REQUIRED ACTION.
Every record must be retyped as it stands.

TASK INPUT.
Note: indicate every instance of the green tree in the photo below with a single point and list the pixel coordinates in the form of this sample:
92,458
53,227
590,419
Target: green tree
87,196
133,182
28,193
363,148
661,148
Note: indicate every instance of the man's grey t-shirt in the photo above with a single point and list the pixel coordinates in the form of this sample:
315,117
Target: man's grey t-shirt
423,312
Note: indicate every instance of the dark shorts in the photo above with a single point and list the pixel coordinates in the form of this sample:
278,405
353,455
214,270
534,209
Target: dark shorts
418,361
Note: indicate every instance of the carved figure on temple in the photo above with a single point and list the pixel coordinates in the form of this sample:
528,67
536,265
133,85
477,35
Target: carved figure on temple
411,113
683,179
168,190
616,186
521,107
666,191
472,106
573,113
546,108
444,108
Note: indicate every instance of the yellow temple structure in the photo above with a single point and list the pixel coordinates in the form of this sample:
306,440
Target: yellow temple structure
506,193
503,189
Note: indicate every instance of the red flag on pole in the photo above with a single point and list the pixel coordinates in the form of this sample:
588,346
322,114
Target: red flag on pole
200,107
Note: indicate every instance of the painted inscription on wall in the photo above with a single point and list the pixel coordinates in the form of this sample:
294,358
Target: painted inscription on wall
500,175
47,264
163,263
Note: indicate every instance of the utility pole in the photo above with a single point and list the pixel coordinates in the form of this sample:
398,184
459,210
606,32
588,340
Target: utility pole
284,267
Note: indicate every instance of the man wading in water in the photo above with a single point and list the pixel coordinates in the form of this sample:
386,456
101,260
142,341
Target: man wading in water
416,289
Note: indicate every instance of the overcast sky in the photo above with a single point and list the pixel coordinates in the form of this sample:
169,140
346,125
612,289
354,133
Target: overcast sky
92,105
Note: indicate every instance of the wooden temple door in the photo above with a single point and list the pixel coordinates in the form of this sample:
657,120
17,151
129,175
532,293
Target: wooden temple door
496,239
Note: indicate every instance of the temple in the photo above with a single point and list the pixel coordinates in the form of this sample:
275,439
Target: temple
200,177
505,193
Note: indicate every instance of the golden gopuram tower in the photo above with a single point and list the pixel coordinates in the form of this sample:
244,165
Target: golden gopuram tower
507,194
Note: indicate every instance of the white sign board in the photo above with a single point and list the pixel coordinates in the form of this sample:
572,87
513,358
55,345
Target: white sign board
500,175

ANSWER TO THIS TASK.
Note: indicate every instance of the green tree in the photo below with a single point and list the pixel coordinates in the form of this sample:
92,458
53,227
590,419
Target: green tree
87,196
133,182
28,193
363,148
661,148
Note: indicate every instance of the man's grey t-shirt in the photo above with a single point and list the pixel coordinates in the form of this sample:
315,117
Target: man's grey t-shirt
423,312
Note: indicate every instance of the dark shorts in the photo above with a single point and list the pixel coordinates in the form of this sample:
278,405
353,455
214,270
534,209
Target: dark shorts
418,361
Note: indicate every instance of the carved figure on temple in the photo above with a single point and list the pixel coordinates in the form of this sample:
528,67
536,265
133,85
477,35
Target: carved figure on temple
411,113
683,179
168,190
616,186
521,107
666,191
472,106
573,113
546,108
444,108
Note: indicate every instance of the yellow temple structure in the photo above with a single point and list the pixel coordinates in the form of this sample:
306,440
Target: yellow temple structure
506,193
503,189
Note: indicate every instance of the red flag on pole in the photo above with a single point and list the pixel coordinates in the form of this sample:
588,346
322,114
Target: red flag on pole
200,107
Note: indicate every instance of the painted inscription on wall in the photo above with a single point and list the pixel coordinates in the form of this sample:
294,358
Target: painted inscription on wall
500,175
47,264
163,263
Note: indicate every instance of the utility pole in the photo above with a single point and list the pixel coordinates in the form of this sample:
398,184
459,210
606,32
588,340
Target: utility pole
284,267
Note: indicate every instance of the man wading in water in the photo above with a single point and list the pixel coordinates in the form of this sample:
386,456
101,260
142,341
Target: man wading in water
416,289
Note: indicate every instance of the overcast sky in the photo above with a single point and list the pixel coordinates in the form of this sample:
169,140
346,125
612,289
354,133
Target: overcast sky
92,105
Note: indicate every instance of the wooden temple door in the photo above with a single point and list the pixel coordinates in the form of this sample:
657,120
17,151
129,175
532,293
Target: wooden temple door
496,239
Note: indicate every instance of the temple in the photo above with a single point and list the pixel coordinates in the form of this sample:
275,439
Target: temple
200,177
505,193
Note: indicate every instance of the golden gopuram tower in the photo above with a single point and list the pixel coordinates in the form of this sample:
244,165
Target: golden gopuram tower
507,194
Note: indicate every instance of the white sign board in the photo above with a single point and list the pixel coordinates in the form of this sample:
572,87
513,358
55,345
Target: white sign board
500,175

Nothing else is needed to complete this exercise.